- [EXERCISE DIRECTIONS]:
Transcribe the material word for word, starting at the line that contains "Field-scouting task: mark every instance of the green stem" and ending at the line that contains "point(147, 64)", with both of those lines included.

-- Begin --

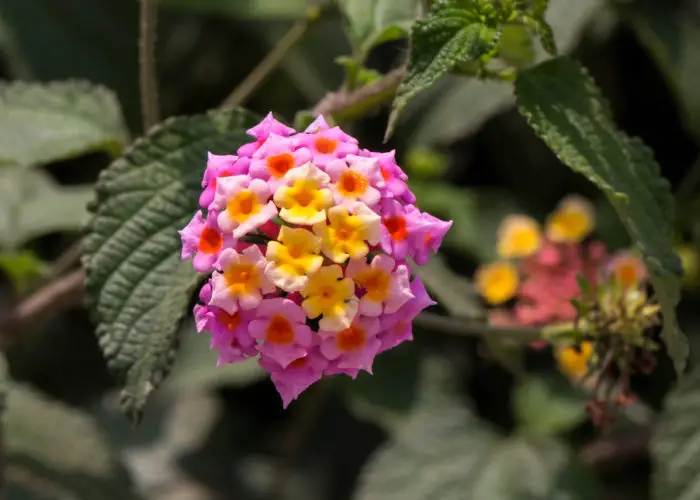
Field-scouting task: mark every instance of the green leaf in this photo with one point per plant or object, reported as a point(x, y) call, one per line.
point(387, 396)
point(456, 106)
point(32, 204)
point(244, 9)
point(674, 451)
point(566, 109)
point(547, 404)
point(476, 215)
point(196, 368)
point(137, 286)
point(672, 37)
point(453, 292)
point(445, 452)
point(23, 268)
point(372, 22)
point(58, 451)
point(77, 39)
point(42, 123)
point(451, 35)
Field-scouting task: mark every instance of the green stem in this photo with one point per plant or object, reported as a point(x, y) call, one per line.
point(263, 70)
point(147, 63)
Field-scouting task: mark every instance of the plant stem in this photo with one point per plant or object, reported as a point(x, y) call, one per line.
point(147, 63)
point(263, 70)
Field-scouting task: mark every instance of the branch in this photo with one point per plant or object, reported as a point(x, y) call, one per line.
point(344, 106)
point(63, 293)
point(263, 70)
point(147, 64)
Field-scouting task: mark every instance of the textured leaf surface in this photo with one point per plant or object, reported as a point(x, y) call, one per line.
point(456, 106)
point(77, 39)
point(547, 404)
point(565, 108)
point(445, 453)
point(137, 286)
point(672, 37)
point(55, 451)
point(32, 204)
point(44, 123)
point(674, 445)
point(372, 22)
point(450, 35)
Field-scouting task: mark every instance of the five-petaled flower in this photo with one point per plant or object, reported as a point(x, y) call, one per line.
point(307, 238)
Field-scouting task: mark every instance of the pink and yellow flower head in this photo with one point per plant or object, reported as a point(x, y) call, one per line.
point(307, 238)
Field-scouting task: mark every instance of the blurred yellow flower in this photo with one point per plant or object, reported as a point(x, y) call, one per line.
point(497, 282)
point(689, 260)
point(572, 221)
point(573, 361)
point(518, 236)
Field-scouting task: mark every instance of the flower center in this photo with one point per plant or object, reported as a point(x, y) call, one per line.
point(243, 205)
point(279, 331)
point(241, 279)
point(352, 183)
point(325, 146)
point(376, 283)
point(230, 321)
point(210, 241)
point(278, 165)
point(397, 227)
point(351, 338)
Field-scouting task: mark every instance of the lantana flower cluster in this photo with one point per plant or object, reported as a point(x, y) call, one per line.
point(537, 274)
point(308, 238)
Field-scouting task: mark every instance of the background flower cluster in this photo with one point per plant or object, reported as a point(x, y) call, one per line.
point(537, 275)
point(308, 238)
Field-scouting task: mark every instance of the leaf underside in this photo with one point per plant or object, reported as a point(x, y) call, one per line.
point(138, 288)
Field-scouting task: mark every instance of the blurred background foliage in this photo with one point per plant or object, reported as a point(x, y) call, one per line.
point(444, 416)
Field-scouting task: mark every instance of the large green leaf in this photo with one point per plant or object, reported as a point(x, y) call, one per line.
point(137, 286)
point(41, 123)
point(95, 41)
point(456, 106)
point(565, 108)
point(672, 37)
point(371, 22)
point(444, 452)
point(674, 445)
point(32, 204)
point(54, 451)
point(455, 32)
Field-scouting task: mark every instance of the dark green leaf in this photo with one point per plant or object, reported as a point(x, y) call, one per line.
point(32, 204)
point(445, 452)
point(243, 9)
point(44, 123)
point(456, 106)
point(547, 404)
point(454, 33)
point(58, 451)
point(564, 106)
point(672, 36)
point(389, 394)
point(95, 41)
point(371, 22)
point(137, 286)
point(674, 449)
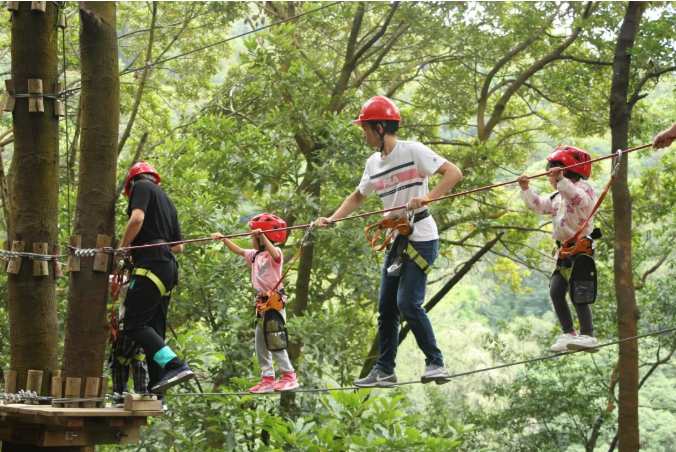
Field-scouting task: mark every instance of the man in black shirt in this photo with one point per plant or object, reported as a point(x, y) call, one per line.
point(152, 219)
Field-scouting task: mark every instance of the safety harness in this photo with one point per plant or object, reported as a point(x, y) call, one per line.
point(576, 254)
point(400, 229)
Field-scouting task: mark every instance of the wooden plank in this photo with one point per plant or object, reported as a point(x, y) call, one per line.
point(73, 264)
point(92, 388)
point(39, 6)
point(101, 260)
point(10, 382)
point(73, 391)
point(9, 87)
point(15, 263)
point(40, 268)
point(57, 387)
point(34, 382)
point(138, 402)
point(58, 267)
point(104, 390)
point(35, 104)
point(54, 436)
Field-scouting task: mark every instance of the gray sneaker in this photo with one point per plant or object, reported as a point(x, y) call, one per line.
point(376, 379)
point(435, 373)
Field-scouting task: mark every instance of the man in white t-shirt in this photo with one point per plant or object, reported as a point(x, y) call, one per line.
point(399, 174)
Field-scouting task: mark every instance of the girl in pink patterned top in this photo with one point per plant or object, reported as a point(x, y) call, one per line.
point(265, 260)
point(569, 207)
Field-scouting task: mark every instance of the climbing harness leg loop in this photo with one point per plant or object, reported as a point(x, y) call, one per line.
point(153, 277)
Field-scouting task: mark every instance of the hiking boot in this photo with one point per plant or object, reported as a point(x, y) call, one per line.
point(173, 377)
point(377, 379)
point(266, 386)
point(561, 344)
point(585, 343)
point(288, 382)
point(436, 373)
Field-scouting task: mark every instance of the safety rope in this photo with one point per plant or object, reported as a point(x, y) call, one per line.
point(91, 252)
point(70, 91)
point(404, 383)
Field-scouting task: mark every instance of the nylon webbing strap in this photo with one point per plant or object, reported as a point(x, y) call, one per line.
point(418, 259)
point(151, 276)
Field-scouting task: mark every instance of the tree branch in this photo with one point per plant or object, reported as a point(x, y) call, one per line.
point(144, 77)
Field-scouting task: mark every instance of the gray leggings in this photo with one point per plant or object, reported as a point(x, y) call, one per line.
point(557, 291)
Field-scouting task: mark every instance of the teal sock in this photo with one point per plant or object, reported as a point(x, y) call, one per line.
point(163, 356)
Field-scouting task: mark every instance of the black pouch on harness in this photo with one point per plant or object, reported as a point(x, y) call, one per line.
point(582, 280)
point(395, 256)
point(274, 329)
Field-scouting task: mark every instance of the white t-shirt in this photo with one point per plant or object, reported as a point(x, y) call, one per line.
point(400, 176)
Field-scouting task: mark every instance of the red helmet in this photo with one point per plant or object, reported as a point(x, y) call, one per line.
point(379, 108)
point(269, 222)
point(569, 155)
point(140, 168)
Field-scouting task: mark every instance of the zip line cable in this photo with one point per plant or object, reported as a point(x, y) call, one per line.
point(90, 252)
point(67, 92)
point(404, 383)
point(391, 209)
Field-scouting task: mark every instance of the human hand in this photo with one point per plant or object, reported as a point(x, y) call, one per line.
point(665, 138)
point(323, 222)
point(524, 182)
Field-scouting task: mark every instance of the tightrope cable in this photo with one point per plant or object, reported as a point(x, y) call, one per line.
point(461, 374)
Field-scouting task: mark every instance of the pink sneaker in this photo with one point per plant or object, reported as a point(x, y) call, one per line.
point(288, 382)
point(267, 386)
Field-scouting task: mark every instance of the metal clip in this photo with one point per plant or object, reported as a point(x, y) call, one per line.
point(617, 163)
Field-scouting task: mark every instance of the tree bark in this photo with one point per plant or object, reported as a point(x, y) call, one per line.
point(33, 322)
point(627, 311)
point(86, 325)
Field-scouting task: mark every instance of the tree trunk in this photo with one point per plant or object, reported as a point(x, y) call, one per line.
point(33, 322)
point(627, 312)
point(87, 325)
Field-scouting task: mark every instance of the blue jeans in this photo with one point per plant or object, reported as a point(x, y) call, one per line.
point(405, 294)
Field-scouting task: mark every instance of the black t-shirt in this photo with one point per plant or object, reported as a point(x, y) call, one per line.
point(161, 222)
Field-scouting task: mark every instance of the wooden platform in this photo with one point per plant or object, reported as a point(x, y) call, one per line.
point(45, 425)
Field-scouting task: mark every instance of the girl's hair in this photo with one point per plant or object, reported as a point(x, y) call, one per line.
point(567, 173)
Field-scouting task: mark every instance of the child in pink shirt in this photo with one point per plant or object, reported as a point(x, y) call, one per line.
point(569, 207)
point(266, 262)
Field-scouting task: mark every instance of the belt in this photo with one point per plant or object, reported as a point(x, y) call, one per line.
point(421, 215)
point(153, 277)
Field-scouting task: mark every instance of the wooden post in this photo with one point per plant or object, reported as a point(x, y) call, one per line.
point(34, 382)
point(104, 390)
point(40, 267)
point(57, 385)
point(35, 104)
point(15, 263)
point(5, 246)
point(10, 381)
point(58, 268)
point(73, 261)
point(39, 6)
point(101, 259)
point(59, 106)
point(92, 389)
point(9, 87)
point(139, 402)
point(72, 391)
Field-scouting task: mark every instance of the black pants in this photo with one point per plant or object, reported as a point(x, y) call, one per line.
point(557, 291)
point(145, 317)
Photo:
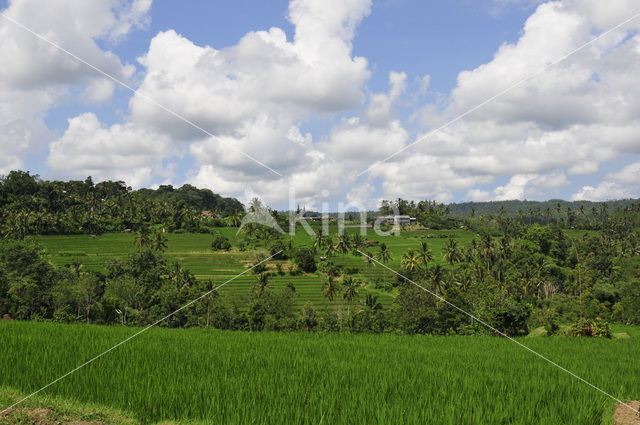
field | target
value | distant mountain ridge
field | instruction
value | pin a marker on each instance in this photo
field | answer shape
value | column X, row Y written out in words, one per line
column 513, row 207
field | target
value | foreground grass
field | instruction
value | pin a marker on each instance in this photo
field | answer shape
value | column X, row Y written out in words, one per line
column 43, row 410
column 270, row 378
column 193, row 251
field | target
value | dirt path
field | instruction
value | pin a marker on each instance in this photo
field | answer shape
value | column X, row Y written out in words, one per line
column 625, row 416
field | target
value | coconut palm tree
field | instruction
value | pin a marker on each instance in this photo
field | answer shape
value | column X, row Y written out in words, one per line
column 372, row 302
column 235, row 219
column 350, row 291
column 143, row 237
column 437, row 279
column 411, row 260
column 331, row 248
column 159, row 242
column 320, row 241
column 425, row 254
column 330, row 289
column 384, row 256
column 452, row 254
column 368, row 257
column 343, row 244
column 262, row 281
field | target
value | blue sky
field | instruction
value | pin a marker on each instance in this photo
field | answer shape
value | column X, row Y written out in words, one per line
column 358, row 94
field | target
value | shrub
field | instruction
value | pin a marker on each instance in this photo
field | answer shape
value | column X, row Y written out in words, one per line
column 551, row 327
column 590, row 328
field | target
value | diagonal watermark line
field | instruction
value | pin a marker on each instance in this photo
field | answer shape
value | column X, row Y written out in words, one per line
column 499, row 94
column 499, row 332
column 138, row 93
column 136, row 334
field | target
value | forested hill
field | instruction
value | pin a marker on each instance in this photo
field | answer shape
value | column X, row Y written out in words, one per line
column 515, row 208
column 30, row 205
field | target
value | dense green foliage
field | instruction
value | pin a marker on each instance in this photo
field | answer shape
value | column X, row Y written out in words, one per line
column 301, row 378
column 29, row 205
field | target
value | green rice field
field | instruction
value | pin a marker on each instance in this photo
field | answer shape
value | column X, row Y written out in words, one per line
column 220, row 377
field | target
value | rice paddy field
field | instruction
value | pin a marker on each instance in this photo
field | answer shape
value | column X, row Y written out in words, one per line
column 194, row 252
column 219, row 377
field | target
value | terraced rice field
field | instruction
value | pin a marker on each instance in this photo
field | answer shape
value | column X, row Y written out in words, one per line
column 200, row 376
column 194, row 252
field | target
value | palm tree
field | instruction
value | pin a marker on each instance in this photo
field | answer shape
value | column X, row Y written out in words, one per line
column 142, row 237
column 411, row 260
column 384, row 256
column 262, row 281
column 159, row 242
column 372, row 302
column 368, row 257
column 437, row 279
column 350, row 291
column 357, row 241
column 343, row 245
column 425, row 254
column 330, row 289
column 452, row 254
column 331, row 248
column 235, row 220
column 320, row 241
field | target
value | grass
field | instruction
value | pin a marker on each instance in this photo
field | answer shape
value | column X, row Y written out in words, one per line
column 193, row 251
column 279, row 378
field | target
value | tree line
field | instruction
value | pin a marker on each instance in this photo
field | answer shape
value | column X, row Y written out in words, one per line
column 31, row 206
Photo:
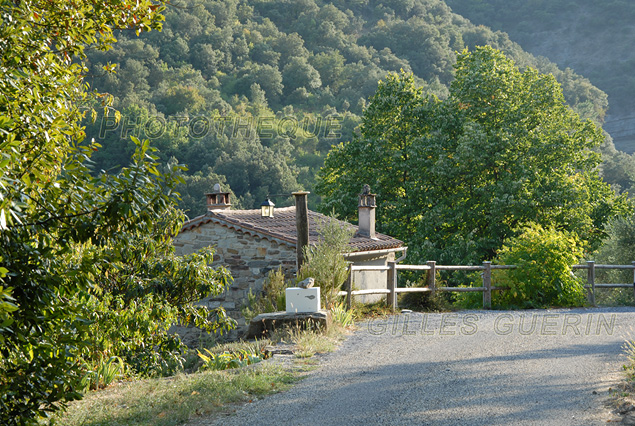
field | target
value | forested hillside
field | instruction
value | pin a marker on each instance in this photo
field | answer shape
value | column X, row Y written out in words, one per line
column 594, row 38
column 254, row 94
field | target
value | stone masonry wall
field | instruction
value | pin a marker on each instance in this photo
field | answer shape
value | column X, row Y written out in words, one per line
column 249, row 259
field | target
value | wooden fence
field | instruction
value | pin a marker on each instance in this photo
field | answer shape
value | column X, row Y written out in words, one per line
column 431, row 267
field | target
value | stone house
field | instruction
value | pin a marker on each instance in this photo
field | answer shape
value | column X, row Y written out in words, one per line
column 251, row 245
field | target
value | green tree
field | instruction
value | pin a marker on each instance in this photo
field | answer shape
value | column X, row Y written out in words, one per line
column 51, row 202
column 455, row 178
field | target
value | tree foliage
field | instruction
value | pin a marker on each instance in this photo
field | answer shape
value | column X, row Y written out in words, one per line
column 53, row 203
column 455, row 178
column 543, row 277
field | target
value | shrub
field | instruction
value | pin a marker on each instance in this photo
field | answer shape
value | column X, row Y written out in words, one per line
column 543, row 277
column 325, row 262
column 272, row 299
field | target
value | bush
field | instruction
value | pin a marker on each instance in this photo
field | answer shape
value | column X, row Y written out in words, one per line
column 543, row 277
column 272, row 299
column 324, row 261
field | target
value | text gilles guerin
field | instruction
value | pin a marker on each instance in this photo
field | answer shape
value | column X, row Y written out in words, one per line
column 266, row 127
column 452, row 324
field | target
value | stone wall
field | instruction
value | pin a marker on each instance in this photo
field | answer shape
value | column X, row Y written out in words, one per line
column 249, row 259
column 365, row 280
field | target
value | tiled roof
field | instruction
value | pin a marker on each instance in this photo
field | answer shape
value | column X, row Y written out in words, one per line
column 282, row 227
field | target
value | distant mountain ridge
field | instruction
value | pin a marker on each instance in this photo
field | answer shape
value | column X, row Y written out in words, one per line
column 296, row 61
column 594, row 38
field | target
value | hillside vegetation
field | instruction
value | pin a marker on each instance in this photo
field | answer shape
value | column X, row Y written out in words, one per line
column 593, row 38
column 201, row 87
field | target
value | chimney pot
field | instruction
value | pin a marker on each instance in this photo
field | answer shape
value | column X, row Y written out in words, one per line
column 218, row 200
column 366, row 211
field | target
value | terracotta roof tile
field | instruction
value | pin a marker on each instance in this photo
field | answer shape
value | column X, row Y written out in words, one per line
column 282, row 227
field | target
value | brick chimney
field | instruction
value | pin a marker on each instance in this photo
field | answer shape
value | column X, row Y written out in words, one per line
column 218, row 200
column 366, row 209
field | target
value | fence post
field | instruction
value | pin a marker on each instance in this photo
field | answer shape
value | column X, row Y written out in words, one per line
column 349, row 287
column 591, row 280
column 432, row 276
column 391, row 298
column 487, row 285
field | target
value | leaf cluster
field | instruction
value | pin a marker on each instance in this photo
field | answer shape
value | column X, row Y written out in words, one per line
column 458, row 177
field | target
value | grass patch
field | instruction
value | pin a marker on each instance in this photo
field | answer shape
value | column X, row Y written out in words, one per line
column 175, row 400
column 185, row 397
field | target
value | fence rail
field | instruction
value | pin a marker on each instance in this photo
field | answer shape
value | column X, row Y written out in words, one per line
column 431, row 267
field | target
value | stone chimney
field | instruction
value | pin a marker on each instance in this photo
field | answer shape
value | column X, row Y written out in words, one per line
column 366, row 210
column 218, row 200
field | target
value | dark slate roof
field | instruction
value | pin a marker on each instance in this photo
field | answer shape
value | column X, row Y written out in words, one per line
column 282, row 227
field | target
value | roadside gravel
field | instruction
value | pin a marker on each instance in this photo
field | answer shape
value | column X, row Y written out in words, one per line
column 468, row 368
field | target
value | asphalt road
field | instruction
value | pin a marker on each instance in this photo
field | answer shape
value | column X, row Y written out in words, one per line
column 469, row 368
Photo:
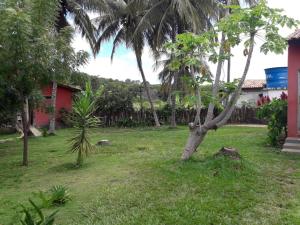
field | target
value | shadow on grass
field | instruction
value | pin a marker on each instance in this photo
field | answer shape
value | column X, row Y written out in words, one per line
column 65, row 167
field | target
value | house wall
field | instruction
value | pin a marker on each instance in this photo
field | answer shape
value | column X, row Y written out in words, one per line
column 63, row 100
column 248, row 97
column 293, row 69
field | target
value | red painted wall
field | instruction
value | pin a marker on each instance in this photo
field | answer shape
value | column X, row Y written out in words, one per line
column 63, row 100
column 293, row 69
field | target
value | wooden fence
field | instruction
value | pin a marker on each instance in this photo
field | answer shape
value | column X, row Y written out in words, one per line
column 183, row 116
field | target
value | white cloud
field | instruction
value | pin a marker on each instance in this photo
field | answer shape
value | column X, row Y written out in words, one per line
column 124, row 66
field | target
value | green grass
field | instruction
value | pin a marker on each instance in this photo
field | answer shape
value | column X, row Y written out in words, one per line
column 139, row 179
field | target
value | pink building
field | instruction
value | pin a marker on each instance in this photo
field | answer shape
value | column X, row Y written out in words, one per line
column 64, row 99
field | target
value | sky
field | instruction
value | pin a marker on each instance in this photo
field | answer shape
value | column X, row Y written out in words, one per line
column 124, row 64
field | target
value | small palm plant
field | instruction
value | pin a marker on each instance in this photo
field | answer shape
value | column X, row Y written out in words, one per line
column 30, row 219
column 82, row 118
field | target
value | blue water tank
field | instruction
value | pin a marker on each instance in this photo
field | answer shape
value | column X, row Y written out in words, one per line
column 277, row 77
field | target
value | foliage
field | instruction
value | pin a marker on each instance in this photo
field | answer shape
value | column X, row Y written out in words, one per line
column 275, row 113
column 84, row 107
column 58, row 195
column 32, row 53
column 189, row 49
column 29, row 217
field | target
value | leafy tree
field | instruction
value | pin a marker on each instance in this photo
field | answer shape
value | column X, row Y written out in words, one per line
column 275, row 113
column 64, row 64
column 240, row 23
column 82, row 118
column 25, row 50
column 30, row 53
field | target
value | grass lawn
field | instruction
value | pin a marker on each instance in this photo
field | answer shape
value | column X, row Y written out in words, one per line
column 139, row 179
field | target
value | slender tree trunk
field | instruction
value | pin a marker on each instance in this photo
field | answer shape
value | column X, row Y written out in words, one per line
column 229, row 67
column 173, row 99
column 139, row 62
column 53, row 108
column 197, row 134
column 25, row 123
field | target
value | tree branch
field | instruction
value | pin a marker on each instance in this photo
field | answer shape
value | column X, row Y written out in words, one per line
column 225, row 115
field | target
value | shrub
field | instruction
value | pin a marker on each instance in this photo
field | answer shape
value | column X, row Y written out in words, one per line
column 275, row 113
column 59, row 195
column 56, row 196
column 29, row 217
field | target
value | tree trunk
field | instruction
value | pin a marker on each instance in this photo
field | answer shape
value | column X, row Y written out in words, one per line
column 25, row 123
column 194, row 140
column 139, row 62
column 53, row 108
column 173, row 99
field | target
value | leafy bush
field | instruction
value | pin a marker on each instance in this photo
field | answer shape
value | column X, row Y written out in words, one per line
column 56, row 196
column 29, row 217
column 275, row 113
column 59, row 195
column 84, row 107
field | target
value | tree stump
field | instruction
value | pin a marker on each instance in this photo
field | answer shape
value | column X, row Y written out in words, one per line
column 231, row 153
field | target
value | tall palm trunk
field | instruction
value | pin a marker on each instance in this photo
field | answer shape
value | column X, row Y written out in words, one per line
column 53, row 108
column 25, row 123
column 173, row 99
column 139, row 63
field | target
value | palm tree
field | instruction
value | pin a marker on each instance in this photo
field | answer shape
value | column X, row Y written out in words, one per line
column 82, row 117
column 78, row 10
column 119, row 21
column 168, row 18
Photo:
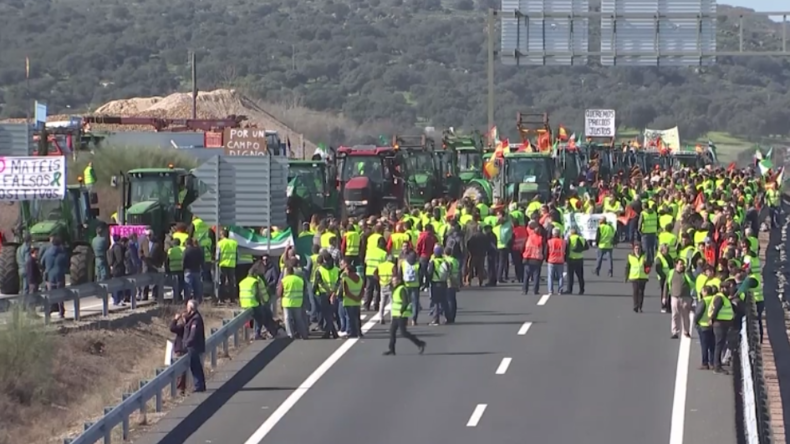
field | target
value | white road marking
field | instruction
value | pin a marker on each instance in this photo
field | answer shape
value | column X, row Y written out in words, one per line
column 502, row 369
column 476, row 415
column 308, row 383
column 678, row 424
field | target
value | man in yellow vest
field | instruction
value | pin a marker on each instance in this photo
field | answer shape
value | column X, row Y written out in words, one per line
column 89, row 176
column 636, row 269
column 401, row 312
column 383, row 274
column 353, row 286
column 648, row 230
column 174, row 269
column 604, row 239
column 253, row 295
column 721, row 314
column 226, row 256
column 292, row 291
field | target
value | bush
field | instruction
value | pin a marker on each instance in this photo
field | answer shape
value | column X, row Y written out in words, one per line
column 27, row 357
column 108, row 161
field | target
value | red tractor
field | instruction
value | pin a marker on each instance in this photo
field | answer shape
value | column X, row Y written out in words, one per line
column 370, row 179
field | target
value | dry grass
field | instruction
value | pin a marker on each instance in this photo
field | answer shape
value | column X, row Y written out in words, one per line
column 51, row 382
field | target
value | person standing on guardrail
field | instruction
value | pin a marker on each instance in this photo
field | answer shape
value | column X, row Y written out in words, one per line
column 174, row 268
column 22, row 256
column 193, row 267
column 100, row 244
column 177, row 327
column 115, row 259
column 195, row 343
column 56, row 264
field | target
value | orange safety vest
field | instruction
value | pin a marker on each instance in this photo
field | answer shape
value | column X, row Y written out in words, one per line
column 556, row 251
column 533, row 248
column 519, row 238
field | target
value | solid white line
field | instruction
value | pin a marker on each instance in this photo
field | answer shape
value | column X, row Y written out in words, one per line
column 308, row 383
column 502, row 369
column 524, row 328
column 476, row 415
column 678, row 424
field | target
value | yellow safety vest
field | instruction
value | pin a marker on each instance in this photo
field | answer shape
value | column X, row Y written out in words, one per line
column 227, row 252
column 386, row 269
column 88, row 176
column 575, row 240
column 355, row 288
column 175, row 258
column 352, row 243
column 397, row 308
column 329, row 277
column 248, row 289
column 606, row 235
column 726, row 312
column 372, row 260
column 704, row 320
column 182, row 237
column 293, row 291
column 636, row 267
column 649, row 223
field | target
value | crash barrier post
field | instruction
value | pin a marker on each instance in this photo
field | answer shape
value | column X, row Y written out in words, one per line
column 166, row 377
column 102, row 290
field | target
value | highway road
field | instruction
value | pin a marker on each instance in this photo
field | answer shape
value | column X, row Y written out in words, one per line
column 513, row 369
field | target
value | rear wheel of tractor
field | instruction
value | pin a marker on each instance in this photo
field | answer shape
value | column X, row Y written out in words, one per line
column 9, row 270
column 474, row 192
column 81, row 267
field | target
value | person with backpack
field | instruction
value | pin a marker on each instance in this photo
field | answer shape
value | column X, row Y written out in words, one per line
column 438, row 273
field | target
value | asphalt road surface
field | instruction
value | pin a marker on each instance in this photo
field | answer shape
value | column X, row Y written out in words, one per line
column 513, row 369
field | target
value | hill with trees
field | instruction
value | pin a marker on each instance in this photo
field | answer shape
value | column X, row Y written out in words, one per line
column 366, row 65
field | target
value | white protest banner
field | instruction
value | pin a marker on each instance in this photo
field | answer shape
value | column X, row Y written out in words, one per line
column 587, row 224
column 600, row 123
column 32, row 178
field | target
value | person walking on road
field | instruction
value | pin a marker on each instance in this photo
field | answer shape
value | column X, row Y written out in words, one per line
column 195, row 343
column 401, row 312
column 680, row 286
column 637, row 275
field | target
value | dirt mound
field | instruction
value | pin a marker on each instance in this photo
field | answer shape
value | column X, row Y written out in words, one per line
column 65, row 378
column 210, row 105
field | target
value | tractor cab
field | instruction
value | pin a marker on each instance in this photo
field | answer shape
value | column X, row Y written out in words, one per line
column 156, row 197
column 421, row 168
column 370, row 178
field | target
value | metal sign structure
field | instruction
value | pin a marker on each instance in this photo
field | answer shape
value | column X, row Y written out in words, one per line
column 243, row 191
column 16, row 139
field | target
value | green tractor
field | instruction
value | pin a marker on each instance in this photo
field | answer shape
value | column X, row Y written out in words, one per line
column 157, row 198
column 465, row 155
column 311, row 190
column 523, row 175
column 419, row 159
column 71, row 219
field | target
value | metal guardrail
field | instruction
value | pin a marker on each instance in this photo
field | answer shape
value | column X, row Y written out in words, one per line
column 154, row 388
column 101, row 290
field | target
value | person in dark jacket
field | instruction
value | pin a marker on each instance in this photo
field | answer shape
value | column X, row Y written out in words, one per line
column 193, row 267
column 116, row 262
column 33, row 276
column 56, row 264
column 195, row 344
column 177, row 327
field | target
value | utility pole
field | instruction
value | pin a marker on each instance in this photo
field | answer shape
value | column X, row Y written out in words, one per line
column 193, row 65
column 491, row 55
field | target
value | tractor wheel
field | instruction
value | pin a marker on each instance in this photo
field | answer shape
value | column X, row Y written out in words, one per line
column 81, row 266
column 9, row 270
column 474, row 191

-- End --

- [EXERCISE RESULT]:
Field-scouting task: mark every instance of the green stem in this photo with one point per plant or object, reported as a point(x, y) call, one per line.
point(263, 70)
point(147, 63)
Field-scouting task: mark every instance of the plant stem in this photo with one point per plant or object, reported as a point(x, y) call, one per line.
point(147, 63)
point(263, 70)
Field-scouting task: mark every instance of the branch in this photo with one point per plant or object, reported as a point(x, y) call, one per line.
point(344, 106)
point(63, 293)
point(263, 70)
point(147, 64)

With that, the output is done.